DIRECTIONS FOR THIS TASK -> The answer must be every line of the records below that contains the word "wall", copied out.

MATERIAL SUPPLIED ->
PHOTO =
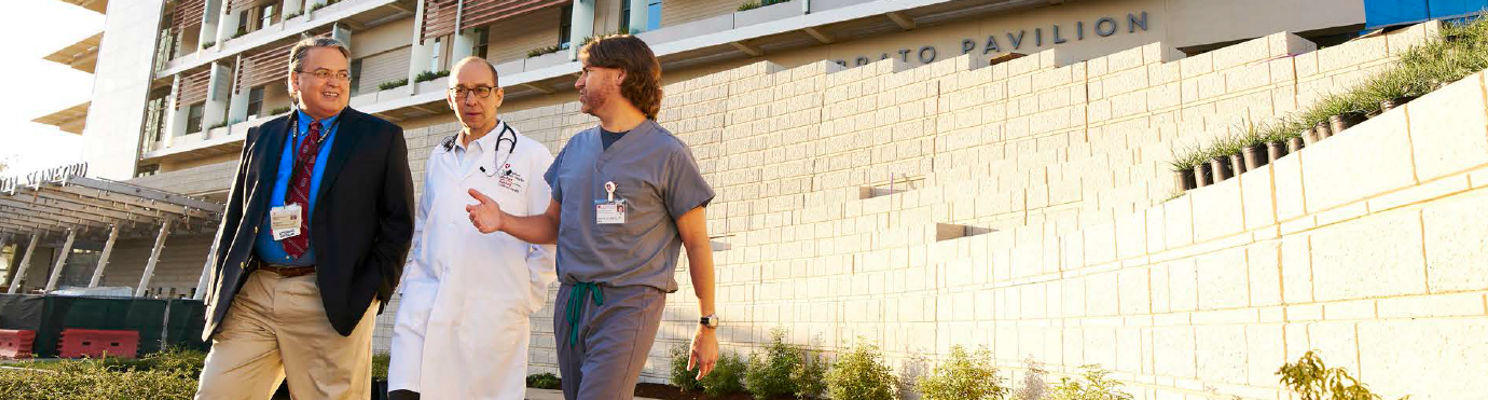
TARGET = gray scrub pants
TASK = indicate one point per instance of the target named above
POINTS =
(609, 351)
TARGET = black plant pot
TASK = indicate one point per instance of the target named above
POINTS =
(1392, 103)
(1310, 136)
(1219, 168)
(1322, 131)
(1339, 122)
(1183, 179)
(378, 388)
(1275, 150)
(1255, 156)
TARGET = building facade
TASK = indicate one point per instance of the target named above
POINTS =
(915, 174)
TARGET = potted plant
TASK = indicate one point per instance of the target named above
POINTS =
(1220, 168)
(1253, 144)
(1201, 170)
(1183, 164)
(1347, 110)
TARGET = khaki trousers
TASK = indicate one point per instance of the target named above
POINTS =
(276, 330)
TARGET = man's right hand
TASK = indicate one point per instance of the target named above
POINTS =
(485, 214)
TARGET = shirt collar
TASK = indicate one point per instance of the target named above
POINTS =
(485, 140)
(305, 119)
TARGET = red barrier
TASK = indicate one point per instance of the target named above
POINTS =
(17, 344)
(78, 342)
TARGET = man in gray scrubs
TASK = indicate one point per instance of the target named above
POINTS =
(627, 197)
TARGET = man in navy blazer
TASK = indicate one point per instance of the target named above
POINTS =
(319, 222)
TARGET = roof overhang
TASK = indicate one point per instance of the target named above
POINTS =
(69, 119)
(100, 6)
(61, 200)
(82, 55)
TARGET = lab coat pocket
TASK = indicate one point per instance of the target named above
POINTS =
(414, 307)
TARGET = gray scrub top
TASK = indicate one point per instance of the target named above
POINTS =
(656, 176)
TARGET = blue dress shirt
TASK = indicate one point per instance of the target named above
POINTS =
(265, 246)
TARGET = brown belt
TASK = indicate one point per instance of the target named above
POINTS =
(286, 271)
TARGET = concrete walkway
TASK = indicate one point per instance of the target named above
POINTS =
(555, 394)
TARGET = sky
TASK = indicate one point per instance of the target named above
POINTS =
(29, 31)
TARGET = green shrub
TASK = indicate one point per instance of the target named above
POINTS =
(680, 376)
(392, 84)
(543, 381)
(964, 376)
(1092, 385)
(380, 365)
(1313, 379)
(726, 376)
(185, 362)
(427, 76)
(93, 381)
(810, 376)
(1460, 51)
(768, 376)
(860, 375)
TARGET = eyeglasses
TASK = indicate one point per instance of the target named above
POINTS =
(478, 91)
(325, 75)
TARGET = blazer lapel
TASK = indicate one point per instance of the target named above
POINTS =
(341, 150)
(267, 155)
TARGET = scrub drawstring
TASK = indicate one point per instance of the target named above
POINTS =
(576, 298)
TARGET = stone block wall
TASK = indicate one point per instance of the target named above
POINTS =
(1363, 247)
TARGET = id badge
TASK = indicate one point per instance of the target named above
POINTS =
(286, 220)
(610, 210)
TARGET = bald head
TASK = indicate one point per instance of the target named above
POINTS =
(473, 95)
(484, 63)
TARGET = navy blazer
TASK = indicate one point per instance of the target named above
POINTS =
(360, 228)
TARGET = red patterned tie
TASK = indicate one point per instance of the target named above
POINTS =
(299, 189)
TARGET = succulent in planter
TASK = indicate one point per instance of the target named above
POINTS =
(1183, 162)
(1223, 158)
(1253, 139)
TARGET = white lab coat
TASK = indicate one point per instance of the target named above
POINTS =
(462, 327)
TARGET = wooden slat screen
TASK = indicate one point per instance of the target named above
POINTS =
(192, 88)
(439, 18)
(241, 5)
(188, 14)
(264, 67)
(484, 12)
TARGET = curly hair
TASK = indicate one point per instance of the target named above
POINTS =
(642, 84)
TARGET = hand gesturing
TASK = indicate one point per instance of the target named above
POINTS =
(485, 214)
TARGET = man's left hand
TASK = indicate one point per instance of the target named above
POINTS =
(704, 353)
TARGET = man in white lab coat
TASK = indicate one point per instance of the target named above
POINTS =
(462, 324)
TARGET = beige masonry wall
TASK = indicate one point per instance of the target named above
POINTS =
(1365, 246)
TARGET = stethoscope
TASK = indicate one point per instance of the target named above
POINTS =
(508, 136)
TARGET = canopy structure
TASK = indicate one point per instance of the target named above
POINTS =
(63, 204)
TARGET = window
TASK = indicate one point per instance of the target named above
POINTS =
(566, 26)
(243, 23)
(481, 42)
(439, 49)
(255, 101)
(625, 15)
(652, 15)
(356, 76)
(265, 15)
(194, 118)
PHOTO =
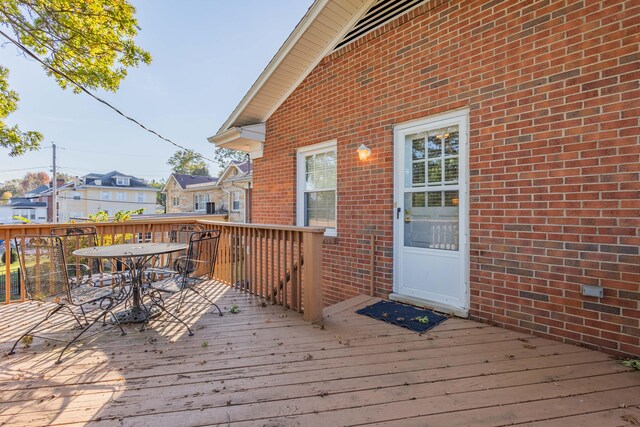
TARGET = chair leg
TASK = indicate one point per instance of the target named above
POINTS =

ANSWER SECTION ->
TARGET = stone block wall
TARGET = beige masonry wall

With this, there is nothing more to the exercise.